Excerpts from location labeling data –

★ ★ ★ ★ ★ ★ ★

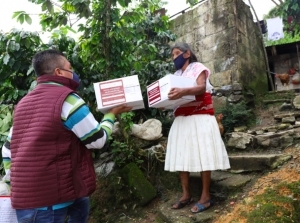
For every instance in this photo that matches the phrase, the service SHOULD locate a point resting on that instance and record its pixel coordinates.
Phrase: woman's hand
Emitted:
(120, 109)
(176, 93)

★ ★ ★ ★ ★ ★ ★

Please retype every line of the records above exactly as they appear, leaving the pictures out of your answer.

For every instance in this photo that matches the phrase, the service SHOULD locate a point resting on that instance and record its pixel coordinates.
Phrase: woman's hand
Emitted:
(120, 109)
(176, 93)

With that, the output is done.